═══ INFORMATION SHOWN

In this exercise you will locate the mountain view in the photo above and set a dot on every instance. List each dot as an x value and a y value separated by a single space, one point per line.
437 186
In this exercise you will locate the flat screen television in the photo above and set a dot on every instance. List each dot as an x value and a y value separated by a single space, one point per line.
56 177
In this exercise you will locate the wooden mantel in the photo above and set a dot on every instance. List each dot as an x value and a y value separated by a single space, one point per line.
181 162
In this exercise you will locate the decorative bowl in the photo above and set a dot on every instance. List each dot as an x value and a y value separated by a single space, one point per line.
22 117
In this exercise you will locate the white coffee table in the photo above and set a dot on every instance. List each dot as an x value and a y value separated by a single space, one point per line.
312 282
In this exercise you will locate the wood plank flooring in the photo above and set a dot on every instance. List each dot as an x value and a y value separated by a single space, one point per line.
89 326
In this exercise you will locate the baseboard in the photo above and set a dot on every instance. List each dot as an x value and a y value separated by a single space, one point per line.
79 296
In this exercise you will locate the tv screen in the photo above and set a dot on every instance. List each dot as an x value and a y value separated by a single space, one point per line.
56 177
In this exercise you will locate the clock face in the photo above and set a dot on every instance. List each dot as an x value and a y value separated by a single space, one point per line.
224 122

══════

## EXERCISE BRIEF
Please rewrite all the entries above as a JSON list of strings, one string for each line, leaving out any blank lines.

## FULL ANSWER
[
  "In this exercise you will locate the mountain view in the photo above and set a dot on every instance. List each dot as an x value and a y value separated by a single space, one point per line.",
  "437 186",
  "In this exercise you will locate the flat screen television in the photo above and set a dot on every instance. List each dot as an x value and a y value separated by a single space, one point per line.",
  "56 177",
  "In this exercise you will locate the wooden mantel in the photo above and set a dot on every instance. List each dot as an x value and a y value separated by a single space, one point per line.",
  "181 162",
  "In this exercise you will locate the decorative bowl in the photo above and set a dot on every instance. List each dot as an x value and a y value separated by a single space, one point per line.",
  "22 117",
  "In this exercise you will locate the white coffee table in the photo above and set a dot on every instance. List each dot as an x value and a y value separated by a single space, one point per line.",
  "312 282",
  "In this exercise you will locate the wood plank flooring in the photo above and set a dot on every instance. List each dot as an x value and a y value separated by a single space, one point per line.",
  "89 326",
  "In this exercise you will locate the baseboard in the photo above and set a dot on every instance. List each dot as an x value and a y value separated by a single space, one point per line.",
  "79 296",
  "In this exercise you will locate the tv screen in the photo above and set a dot on every instance. List each dot as an x value and a y value separated by a single space, one point per line.",
  "56 177",
  "In this exercise you will locate the clock face in the photo above and set a dot on every instance. List each dot as an x value and a y value separated by a single space, one point per line.",
  "224 122"
]